Write out every one of the following entries word for word, with nothing changed.

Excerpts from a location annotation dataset
··········

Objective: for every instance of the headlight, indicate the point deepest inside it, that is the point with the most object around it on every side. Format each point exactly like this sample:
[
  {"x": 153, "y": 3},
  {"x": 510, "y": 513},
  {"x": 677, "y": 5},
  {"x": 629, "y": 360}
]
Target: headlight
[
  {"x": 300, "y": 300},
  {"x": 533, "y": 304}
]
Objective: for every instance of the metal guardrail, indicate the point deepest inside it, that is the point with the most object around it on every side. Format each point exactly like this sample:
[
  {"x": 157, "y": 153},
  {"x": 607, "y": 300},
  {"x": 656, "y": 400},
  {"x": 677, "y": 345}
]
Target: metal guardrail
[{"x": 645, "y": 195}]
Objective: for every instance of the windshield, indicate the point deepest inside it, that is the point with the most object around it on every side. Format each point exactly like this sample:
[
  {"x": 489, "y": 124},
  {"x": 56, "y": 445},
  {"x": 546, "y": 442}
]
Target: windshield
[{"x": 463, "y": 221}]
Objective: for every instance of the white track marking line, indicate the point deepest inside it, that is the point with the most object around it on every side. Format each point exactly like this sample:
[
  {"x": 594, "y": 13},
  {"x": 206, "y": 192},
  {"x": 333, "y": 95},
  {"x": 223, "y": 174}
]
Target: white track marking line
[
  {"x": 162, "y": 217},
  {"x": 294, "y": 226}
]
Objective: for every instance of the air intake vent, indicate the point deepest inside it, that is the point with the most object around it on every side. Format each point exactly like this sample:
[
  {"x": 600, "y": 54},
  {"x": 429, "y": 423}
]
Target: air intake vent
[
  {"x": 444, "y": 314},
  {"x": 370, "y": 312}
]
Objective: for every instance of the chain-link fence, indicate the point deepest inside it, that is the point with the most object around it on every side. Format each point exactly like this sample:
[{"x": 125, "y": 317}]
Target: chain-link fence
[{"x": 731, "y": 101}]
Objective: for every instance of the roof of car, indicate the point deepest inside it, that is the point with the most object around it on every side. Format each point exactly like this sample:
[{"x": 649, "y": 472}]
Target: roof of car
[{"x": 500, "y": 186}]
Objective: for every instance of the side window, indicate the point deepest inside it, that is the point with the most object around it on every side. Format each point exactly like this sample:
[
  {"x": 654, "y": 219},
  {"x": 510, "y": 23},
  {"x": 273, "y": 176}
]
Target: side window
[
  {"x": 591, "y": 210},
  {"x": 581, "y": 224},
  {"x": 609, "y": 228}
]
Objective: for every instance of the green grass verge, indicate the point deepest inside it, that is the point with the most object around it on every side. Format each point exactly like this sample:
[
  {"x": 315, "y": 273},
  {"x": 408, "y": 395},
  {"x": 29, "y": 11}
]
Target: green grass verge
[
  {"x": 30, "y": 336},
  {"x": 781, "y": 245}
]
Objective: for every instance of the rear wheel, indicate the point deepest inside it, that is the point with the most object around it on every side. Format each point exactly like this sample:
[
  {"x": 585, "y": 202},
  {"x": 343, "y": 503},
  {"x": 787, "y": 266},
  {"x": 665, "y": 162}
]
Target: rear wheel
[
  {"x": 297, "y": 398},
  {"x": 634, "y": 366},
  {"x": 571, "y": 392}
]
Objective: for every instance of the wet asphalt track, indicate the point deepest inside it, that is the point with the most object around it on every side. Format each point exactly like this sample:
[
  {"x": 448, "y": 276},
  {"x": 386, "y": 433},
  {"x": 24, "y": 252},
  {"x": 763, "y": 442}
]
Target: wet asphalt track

··········

Solution
Objective: for every instance of the headlight, indicate the point deepest inside it, that is the point with the most object around it on every side. Format each point exactly like this sample:
[
  {"x": 153, "y": 3},
  {"x": 510, "y": 513},
  {"x": 677, "y": 5},
  {"x": 629, "y": 360}
]
Target: headlight
[
  {"x": 300, "y": 300},
  {"x": 533, "y": 304}
]
Objective: for every instance of the metal guardrail, indicate the point deepest inside it, that is the point with the most object around it on every side. Format each point exactly like this sample:
[
  {"x": 157, "y": 153},
  {"x": 607, "y": 300},
  {"x": 656, "y": 400},
  {"x": 677, "y": 345}
]
Target: metal guardrail
[{"x": 645, "y": 195}]
Objective: for every instance of the windshield, indicate the point deepest inside it, that is the point with the most object around it on every side. Format each point exactly like this sample:
[
  {"x": 489, "y": 124},
  {"x": 56, "y": 445},
  {"x": 546, "y": 442}
]
Target: windshield
[{"x": 463, "y": 221}]
Objective: for every instance of the white track marking line, indicate the point deepest inside it, that is the point with the most object around it on every side. Format each point exactly like this sample:
[
  {"x": 594, "y": 13},
  {"x": 206, "y": 192},
  {"x": 333, "y": 95},
  {"x": 223, "y": 174}
]
Target: white track marking line
[
  {"x": 162, "y": 217},
  {"x": 294, "y": 226}
]
Objective: for every instance of the air intake vent, indicate the point deepest inside it, that is the point with the most object around it on every side. Format each point exactly like this sample:
[
  {"x": 600, "y": 54},
  {"x": 429, "y": 423}
]
Target: air intake vent
[
  {"x": 444, "y": 314},
  {"x": 370, "y": 312}
]
Objective: for every instance of the chain-link fence, indicate the point deepest inside it, that is the point with the most object around it on every side. Format each point exactly like this sample:
[{"x": 125, "y": 317}]
Target: chain-link fence
[{"x": 731, "y": 101}]
Objective: for every instance of the roof of car, indicate the point deepest inside it, that is the point with the most object around it on every side. Format each point exactly like this sample:
[{"x": 649, "y": 472}]
Target: roof of car
[{"x": 500, "y": 186}]
Objective: for every instance of the side window, indicate the point deepest inside it, that is the point with the most object around it on every side. Format each point exactly like this sample:
[
  {"x": 654, "y": 219},
  {"x": 510, "y": 23},
  {"x": 273, "y": 176}
]
Target: side window
[
  {"x": 591, "y": 210},
  {"x": 581, "y": 224},
  {"x": 609, "y": 228}
]
Objective: for every instance of the green grass verge, indicate the point deepest inside it, that is the point with the most object around it on every side. Format each point exactly like this sample:
[
  {"x": 315, "y": 273},
  {"x": 408, "y": 395},
  {"x": 29, "y": 11}
]
Target: green grass verge
[
  {"x": 30, "y": 336},
  {"x": 781, "y": 245}
]
Objective: for every instance of the rear wheel, indicate the point deepest inside it, that is the point with the most object around it on every side. Format each point exactly like this sample:
[
  {"x": 585, "y": 202},
  {"x": 343, "y": 503},
  {"x": 787, "y": 266},
  {"x": 665, "y": 162}
]
Target: rear wheel
[
  {"x": 297, "y": 398},
  {"x": 634, "y": 366},
  {"x": 571, "y": 392}
]
Objective: for every instance of the wet asphalt track, indicate the point deepest inside it, that is the point with the most object around it on every side. Format each point exactly like this sample:
[
  {"x": 448, "y": 276},
  {"x": 386, "y": 433},
  {"x": 24, "y": 252},
  {"x": 763, "y": 442}
]
Target: wet asphalt track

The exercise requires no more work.